## What the exercise asks
Go through everything from the first of the lines below down to the line containing "x=588 y=536", and give those lines again with "marker" replaced by "point" and nothing else changed.

## Begin

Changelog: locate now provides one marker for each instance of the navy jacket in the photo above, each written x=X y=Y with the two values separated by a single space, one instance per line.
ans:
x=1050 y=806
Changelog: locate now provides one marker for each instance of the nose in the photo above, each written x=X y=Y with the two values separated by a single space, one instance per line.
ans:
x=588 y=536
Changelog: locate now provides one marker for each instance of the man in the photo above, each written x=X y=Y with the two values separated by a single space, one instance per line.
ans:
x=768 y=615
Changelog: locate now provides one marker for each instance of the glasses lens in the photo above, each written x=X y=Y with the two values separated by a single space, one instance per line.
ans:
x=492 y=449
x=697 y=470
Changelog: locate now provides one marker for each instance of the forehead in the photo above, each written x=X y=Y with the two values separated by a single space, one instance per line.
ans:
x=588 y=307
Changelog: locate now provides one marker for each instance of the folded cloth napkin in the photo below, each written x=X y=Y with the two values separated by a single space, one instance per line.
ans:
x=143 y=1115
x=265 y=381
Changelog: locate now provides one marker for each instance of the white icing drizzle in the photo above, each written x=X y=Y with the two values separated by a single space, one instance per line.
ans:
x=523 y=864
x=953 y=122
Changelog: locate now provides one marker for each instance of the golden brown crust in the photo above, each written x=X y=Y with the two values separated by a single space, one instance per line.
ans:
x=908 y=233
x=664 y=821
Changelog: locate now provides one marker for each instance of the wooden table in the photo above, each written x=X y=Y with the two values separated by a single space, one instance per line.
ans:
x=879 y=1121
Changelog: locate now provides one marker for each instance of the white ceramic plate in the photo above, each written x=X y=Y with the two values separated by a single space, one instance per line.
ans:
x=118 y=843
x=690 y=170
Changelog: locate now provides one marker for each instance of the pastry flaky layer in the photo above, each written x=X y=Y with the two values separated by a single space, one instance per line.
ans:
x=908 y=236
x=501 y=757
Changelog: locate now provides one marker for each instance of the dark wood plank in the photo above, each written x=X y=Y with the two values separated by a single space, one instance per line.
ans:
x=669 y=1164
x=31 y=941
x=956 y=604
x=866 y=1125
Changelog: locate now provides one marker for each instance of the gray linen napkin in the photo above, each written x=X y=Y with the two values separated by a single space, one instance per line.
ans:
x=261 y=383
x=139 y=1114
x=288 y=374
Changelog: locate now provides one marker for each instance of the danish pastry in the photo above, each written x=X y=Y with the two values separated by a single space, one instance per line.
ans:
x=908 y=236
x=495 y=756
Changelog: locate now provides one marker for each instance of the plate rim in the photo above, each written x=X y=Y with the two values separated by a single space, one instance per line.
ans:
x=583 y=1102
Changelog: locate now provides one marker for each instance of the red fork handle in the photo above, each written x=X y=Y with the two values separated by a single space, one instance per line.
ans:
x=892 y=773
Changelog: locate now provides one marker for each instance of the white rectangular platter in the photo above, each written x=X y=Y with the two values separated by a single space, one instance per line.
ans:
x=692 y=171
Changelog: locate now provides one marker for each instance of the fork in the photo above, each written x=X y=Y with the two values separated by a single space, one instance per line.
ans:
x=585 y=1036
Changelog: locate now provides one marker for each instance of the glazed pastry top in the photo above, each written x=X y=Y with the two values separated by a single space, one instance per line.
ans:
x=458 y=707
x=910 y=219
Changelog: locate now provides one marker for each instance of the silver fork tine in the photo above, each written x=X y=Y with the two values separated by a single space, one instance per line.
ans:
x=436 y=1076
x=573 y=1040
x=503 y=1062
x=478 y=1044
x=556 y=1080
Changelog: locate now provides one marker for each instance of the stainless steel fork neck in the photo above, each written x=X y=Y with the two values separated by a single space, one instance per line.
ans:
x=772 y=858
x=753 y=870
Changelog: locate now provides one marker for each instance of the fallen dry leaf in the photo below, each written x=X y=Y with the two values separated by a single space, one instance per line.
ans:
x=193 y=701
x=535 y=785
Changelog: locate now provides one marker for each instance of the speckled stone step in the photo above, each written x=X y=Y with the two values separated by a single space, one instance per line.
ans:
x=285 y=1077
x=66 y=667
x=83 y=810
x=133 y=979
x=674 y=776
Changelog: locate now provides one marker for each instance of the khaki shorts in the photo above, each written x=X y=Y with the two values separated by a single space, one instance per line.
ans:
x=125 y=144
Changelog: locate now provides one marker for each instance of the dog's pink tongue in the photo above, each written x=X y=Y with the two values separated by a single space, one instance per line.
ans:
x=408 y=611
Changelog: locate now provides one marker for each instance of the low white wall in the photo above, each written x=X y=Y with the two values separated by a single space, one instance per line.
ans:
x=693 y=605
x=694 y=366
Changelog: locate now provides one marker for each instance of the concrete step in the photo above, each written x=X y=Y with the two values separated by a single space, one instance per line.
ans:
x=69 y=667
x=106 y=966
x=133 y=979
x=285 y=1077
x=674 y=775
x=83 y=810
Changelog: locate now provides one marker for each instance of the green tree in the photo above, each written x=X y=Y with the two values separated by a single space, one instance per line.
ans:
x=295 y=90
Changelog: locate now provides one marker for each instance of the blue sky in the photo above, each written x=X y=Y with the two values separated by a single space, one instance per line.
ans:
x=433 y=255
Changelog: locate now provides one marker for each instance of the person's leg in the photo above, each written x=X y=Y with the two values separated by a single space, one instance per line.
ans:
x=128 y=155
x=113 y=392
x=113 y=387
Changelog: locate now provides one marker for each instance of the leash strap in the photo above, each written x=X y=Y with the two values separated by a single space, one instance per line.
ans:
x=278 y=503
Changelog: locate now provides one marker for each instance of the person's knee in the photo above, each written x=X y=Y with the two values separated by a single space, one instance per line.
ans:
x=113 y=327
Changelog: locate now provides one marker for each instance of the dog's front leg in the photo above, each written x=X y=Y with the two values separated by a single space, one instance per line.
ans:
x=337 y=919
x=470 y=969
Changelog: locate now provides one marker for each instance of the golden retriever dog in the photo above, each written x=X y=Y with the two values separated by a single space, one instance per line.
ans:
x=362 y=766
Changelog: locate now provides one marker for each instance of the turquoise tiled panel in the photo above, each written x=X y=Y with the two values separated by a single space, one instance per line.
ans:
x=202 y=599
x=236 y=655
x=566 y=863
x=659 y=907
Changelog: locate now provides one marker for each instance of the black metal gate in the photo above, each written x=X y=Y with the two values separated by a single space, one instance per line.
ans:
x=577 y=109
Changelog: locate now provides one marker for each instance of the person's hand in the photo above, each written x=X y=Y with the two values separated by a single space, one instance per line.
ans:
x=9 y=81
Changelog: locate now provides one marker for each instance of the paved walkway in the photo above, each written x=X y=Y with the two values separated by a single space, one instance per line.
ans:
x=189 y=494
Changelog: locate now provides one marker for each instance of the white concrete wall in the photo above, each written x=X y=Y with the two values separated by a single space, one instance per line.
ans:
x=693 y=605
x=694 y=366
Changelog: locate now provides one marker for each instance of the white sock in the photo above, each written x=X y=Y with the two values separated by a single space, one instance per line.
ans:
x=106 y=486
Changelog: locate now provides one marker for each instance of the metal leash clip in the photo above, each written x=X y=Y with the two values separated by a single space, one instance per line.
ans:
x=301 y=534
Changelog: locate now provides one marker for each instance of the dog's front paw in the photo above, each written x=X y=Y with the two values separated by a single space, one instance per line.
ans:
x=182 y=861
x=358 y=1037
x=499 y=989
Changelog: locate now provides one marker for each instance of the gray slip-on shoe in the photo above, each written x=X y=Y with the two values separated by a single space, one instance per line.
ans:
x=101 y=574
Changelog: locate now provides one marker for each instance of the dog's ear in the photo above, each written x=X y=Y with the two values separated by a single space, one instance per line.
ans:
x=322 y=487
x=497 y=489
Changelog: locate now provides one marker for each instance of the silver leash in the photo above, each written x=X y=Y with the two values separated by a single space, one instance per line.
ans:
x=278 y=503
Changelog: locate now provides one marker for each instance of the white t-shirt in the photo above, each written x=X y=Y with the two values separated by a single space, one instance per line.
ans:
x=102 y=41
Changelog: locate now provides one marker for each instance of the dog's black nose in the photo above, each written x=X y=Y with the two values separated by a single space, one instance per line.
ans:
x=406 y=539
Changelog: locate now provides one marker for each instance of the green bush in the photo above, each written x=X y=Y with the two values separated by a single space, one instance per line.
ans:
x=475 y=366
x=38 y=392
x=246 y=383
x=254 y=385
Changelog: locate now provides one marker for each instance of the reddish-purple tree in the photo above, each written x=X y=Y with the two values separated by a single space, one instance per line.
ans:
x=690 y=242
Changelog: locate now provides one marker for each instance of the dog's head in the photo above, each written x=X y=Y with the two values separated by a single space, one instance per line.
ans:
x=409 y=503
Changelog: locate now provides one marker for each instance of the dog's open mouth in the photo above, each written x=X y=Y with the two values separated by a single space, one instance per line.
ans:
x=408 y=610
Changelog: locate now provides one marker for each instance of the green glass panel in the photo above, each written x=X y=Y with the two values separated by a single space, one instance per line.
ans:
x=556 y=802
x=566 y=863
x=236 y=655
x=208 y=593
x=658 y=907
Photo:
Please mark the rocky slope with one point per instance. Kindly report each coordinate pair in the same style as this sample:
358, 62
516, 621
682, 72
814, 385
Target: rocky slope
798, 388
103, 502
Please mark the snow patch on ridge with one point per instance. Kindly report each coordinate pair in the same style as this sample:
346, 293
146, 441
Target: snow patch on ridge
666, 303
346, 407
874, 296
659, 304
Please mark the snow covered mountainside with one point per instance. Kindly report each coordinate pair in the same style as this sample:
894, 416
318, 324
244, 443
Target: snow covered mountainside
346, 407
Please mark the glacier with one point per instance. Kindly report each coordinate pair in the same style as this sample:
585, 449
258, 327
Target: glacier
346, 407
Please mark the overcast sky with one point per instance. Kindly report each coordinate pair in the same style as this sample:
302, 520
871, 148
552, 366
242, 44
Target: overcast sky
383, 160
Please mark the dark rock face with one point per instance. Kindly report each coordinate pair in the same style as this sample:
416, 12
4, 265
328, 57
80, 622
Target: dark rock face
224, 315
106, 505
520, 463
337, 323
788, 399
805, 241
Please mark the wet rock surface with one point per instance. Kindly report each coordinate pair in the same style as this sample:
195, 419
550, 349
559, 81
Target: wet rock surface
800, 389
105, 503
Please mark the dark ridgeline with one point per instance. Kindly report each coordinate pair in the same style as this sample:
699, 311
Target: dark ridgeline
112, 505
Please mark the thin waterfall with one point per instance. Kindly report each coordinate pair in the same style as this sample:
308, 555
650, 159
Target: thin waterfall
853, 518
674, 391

## End

## Written response
Changelog: locate now provides one point for each instance of the navy jacket in the photo above, each written x=X y=Y with the two values separated by a single space, one instance per line.
ans:
x=1050 y=806
Changelog: locate now provides one point for each instance of the nose in the photo above, each written x=X y=Y with the two values separated by a single space, one instance per line.
ans:
x=588 y=536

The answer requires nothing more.